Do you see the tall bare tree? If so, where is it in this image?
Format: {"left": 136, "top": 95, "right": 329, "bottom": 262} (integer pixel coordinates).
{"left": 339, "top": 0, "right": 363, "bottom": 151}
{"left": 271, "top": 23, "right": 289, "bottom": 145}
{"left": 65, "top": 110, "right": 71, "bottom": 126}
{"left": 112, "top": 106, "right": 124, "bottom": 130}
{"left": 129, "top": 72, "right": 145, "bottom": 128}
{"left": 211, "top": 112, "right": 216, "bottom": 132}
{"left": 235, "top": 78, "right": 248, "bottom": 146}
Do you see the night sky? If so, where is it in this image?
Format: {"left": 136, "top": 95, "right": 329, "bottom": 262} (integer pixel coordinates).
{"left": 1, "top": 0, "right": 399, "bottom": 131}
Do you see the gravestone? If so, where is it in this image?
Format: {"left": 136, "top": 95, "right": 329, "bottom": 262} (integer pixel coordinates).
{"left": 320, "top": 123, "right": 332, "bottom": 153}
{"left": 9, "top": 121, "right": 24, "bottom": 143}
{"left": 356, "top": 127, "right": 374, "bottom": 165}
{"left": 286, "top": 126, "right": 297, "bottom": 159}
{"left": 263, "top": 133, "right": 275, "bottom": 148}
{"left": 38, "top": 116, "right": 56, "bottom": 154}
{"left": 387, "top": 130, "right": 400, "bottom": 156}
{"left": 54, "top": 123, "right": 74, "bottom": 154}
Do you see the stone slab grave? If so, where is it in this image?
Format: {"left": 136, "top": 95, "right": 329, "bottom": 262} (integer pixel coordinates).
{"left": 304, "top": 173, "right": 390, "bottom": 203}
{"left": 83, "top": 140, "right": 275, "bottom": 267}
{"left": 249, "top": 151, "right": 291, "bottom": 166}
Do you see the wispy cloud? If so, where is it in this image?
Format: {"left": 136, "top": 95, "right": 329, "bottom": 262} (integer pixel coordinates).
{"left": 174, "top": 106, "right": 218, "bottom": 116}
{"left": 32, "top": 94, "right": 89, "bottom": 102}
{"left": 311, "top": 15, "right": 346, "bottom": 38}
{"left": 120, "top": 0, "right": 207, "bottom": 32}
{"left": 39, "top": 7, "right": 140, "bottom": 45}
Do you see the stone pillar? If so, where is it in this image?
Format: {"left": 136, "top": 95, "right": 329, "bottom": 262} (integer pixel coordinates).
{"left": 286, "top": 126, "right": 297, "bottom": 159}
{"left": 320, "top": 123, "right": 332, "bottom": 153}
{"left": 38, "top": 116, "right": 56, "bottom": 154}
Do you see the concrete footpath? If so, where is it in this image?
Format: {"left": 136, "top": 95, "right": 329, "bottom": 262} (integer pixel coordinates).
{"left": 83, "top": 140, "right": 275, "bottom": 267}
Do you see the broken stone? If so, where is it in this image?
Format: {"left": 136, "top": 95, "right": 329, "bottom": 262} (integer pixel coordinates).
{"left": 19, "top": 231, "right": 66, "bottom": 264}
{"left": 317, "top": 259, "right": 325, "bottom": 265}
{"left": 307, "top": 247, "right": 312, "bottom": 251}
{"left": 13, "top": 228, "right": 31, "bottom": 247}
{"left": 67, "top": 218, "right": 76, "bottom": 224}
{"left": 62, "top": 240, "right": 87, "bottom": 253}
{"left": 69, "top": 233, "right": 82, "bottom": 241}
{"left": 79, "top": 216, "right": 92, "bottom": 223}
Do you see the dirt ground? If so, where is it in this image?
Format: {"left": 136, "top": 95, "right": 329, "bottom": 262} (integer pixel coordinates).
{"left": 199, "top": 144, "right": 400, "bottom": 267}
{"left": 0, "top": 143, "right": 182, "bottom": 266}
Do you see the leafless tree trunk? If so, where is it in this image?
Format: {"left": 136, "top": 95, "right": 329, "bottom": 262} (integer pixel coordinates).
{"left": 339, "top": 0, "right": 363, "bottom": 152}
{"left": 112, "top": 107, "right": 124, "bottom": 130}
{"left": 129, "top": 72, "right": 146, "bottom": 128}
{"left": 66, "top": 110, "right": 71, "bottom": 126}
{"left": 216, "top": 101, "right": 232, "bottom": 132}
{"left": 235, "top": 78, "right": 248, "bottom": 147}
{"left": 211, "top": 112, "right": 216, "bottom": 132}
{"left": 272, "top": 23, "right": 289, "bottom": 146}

WHAT THIS TASK INVOLVES
Out of the material above, output word for word the line with "Do you see the stone pillar?", the line with "Do you see the dirt", and all lines between them, with nothing else.

RESPONSE TO THE EXERCISE
Do you see the stone pillar? If so, where is it in this image?
Format: {"left": 136, "top": 95, "right": 329, "bottom": 262} (integer pixel coordinates).
{"left": 286, "top": 126, "right": 297, "bottom": 159}
{"left": 320, "top": 123, "right": 332, "bottom": 153}
{"left": 38, "top": 116, "right": 56, "bottom": 154}
Do you see the concrete footpath? If so, where is it in this image?
Format: {"left": 136, "top": 95, "right": 329, "bottom": 262} (integer pixel coordinates).
{"left": 83, "top": 140, "right": 275, "bottom": 267}
Do you see the broken stone? If so, where is it in this image?
Format: {"left": 136, "top": 95, "right": 329, "bottom": 262} (integer pixel coordinates).
{"left": 19, "top": 231, "right": 66, "bottom": 264}
{"left": 317, "top": 259, "right": 325, "bottom": 265}
{"left": 307, "top": 247, "right": 312, "bottom": 251}
{"left": 13, "top": 228, "right": 31, "bottom": 247}
{"left": 67, "top": 218, "right": 76, "bottom": 224}
{"left": 62, "top": 240, "right": 87, "bottom": 253}
{"left": 69, "top": 233, "right": 82, "bottom": 241}
{"left": 79, "top": 216, "right": 92, "bottom": 223}
Do you see the dirt ground? If so, where is it in this image?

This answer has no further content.